TASKS FOR THIS EXERCISE
• A. Reproduce the remote work passage from "Here’s where it" to "waiting to happen.".
• B. Please list the groups of workers that the remote work passage names as willing to bet their careers on staying home.
• C. According to the remote work passage, what share of remote-capable workers would leave if they had to go back full-time?

TEXT SECTION

★ ★ ★ ★ ★

Here’s where it gets real: this isn’t just about preferences anymore. Pew Research found that 46% of remote-capable workers would straight-up leave if they had to go back full-time. Not “would consider leaving.” Would leave. We’re talking about half your workforce ready to walk if you kill remote work. New grads, senior executives, everyone in between—they’re all willing to bet their careers on staying home. That’s not a retention risk. That’s a retention crisis waiting to happen.
Why are people so attached to remote work? It’s not complicated. They’ve restructured their entire lives around it. No commute means seeing their kids before bedtime. Midday grocery runs mean weekends are weekends again. They’re not slacking—they’re fitting life around work instead of the other way around. And it turns out, most people get more done when they’re not exhausted from the daily grind.

★ ★ ★ ★ ★

[Image point grounding data]
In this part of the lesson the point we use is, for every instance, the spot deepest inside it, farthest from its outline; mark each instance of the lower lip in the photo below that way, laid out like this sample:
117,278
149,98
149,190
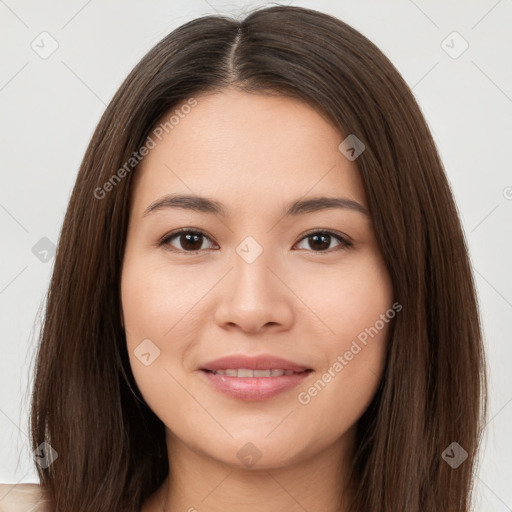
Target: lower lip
254,388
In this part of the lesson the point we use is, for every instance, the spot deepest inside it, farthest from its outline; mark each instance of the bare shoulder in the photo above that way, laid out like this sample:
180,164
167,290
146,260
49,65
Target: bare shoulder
23,498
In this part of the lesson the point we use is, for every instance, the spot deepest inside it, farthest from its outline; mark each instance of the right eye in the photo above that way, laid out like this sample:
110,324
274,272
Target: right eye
191,240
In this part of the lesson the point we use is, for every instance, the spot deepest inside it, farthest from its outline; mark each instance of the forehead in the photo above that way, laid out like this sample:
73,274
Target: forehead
244,149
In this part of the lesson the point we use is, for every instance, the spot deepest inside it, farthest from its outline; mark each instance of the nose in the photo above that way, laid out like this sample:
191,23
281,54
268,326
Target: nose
255,297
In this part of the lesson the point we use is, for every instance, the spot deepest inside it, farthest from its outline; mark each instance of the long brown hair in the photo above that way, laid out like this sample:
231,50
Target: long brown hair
85,403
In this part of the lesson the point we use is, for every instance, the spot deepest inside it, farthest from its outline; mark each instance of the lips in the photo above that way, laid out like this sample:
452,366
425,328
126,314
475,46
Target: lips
262,362
254,378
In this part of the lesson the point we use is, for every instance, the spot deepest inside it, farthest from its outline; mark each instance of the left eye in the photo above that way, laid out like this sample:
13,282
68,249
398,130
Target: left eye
192,241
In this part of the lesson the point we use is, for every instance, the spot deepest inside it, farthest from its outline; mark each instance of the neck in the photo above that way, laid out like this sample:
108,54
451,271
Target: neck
199,482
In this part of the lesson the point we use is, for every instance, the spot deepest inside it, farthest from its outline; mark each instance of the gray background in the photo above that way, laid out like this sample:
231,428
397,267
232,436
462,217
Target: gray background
50,107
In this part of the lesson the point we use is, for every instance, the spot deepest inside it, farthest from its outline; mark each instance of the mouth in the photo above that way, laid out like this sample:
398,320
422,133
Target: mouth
248,373
254,385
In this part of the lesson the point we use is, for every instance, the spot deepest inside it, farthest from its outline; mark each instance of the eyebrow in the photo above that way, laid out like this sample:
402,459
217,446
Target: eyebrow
211,206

★ ★ ★ ★ ★

RESPONSES TO THE EXERCISE
• A.
Here’s where it gets real: this isn’t just about preferences anymore. Pew Research found that 46% of remote-capable workers would straight-up leave if they had to go back full-time. Not “would consider leaving.” Would leave. We’re talking about half your workforce ready to walk if you kill remote work. New grads, senior executives, everyone in between—they’re all willing to bet their careers on staying home. That’s not a retention risk. That’s a retention crisis waiting to happen.

• B. New grads, senior executives, everyone in between

• C. 46%